◆ Page text:

Segment Open

Thacker to help build visual guide that connects all species — from tiniest bacteria to tallest tree.

University of Alabama at Birmingham biologist Robert Thacker, Ph.D., is part of an interdisciplinary team developing a digital Tree of Life that will enable scientists to see the relationships between organisms at a glance. The tools will capture data in all areas of comparative biology along multiple evolutionary, space and time scales.

sponge_bob_story“The idea is that we will be able to accelerate science quickly and easily by sharing data and the way it is analyzed. And that will encourage scientists to try new ideas, find new answers and enhance the quality of research in multiple fields of science,” Thacker says.

The project, Arbor: Comparative Analysis Workflows for the Tree of Life, is part of the National Science Foundation’s $13 million Assembling, Visualizing and Analyzing the Tree of Life program, AVAToL. The Arbor team will receive $4 million; $500,000 is dedicated to the work of Thacker, a professor in the UAB Department of Biology, whose focus is symbiosis research in marine invertebrates and sponges.

Segment Closed

◆ Stored data:
Segment Open

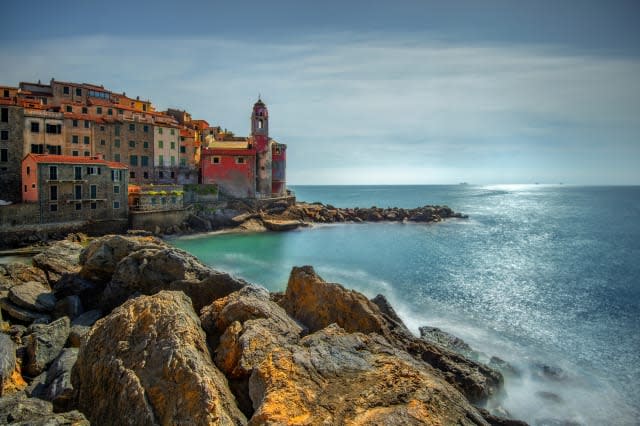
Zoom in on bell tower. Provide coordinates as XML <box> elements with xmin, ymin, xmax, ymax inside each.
<box><xmin>251</xmin><ymin>96</ymin><xmax>269</xmax><ymax>137</ymax></box>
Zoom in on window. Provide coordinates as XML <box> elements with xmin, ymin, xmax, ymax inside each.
<box><xmin>45</xmin><ymin>124</ymin><xmax>62</xmax><ymax>135</ymax></box>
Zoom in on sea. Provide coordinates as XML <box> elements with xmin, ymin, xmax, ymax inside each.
<box><xmin>171</xmin><ymin>184</ymin><xmax>640</xmax><ymax>425</ymax></box>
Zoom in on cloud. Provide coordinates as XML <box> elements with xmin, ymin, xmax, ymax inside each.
<box><xmin>0</xmin><ymin>34</ymin><xmax>640</xmax><ymax>183</ymax></box>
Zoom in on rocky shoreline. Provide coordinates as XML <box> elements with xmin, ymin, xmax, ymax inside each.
<box><xmin>0</xmin><ymin>235</ymin><xmax>536</xmax><ymax>425</ymax></box>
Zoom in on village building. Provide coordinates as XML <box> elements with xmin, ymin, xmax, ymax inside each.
<box><xmin>22</xmin><ymin>154</ymin><xmax>129</xmax><ymax>223</ymax></box>
<box><xmin>0</xmin><ymin>95</ymin><xmax>24</xmax><ymax>203</ymax></box>
<box><xmin>200</xmin><ymin>99</ymin><xmax>287</xmax><ymax>198</ymax></box>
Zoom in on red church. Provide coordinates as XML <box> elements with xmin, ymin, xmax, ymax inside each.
<box><xmin>200</xmin><ymin>99</ymin><xmax>287</xmax><ymax>198</ymax></box>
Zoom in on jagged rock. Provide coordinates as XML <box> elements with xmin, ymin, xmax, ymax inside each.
<box><xmin>79</xmin><ymin>235</ymin><xmax>166</xmax><ymax>283</ymax></box>
<box><xmin>53</xmin><ymin>294</ymin><xmax>84</xmax><ymax>321</ymax></box>
<box><xmin>187</xmin><ymin>214</ymin><xmax>212</xmax><ymax>232</ymax></box>
<box><xmin>43</xmin><ymin>348</ymin><xmax>78</xmax><ymax>411</ymax></box>
<box><xmin>419</xmin><ymin>326</ymin><xmax>479</xmax><ymax>360</ymax></box>
<box><xmin>33</xmin><ymin>240</ymin><xmax>82</xmax><ymax>284</ymax></box>
<box><xmin>0</xmin><ymin>333</ymin><xmax>27</xmax><ymax>397</ymax></box>
<box><xmin>200</xmin><ymin>286</ymin><xmax>304</xmax><ymax>378</ymax></box>
<box><xmin>9</xmin><ymin>281</ymin><xmax>56</xmax><ymax>313</ymax></box>
<box><xmin>280</xmin><ymin>266</ymin><xmax>503</xmax><ymax>403</ymax></box>
<box><xmin>371</xmin><ymin>294</ymin><xmax>411</xmax><ymax>335</ymax></box>
<box><xmin>103</xmin><ymin>248</ymin><xmax>247</xmax><ymax>309</ymax></box>
<box><xmin>0</xmin><ymin>298</ymin><xmax>51</xmax><ymax>323</ymax></box>
<box><xmin>281</xmin><ymin>266</ymin><xmax>384</xmax><ymax>334</ymax></box>
<box><xmin>25</xmin><ymin>317</ymin><xmax>70</xmax><ymax>377</ymax></box>
<box><xmin>249</xmin><ymin>325</ymin><xmax>488</xmax><ymax>425</ymax></box>
<box><xmin>0</xmin><ymin>392</ymin><xmax>89</xmax><ymax>426</ymax></box>
<box><xmin>72</xmin><ymin>291</ymin><xmax>246</xmax><ymax>425</ymax></box>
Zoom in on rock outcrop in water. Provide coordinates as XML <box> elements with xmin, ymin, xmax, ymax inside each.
<box><xmin>0</xmin><ymin>236</ymin><xmax>516</xmax><ymax>425</ymax></box>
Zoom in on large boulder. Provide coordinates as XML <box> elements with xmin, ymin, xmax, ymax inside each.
<box><xmin>0</xmin><ymin>392</ymin><xmax>89</xmax><ymax>426</ymax></box>
<box><xmin>280</xmin><ymin>266</ymin><xmax>385</xmax><ymax>334</ymax></box>
<box><xmin>9</xmin><ymin>281</ymin><xmax>56</xmax><ymax>313</ymax></box>
<box><xmin>0</xmin><ymin>333</ymin><xmax>27</xmax><ymax>397</ymax></box>
<box><xmin>102</xmin><ymin>248</ymin><xmax>247</xmax><ymax>309</ymax></box>
<box><xmin>33</xmin><ymin>240</ymin><xmax>82</xmax><ymax>284</ymax></box>
<box><xmin>280</xmin><ymin>266</ymin><xmax>503</xmax><ymax>403</ymax></box>
<box><xmin>79</xmin><ymin>235</ymin><xmax>166</xmax><ymax>282</ymax></box>
<box><xmin>25</xmin><ymin>317</ymin><xmax>71</xmax><ymax>377</ymax></box>
<box><xmin>72</xmin><ymin>291</ymin><xmax>246</xmax><ymax>425</ymax></box>
<box><xmin>249</xmin><ymin>325</ymin><xmax>488</xmax><ymax>425</ymax></box>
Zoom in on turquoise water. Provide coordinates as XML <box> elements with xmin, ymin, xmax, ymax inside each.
<box><xmin>173</xmin><ymin>185</ymin><xmax>640</xmax><ymax>425</ymax></box>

Segment Closed

◆ Required action A: Repeat, word for word, the part of the Tree of Life text from "Thacker to help" to "and time scales.".
◆ Required action B: Continue the Tree of Life text from the point where it stops.

◆ Task result A:
Thacker to help build visual guide that connects all species — from tiniest bacteria to tallest tree.

University of Alabama at Birmingham biologist Robert Thacker, Ph.D., is part of an interdisciplinary team developing a digital Tree of Life that will enable scientists to see the relationships between organisms at a glance. The tools will capture data in all areas of comparative biology along multiple evolutionary, space and time scales.

◆ Task result B:
“Medical researchers are focused on human-microbe symbiosis while agricultural researchers are working on plant-rhizobia symbiosis, but these groups rarely speak to each other about their work — even though they are looking for the same answers,” Thacker says.

Using this tool, scientists will be able to place their research questions into a phylogenetic context and perhaps uncover myriad novel ways to work through a problem. Thacker’s work in sponges of the phylum Porifera, which comprises more than 8,000 species, is only one of the 35 animal phyla and 12 divisions of plants.

“The visualization capacity of Arbor will enable researchers from medicine, public health, agriculture, ecology to genetics to study previously unrecognized evolutionary connections across space and time.”

-Robert Thacker, Ph.D.

“The visualization capacity of Arbor will enable researchers from medicine, public health, agriculture, ecology to genetics to study previously unrecognized evolutionary connections across space and time," Thacker says.

Thacker compares the Arbor setup to cloud computing. Scientific information is stored in multiple places, distributed across the Internet. Arbor will provide users with easier access to online archives, museum records, GenBank, climate databases and more as it becomes available.

“The digital generation of scientists is already sharing information from personal details on Facebook to music on file-sharing sites, so I believe they will buy into this quickly,” Thacker says.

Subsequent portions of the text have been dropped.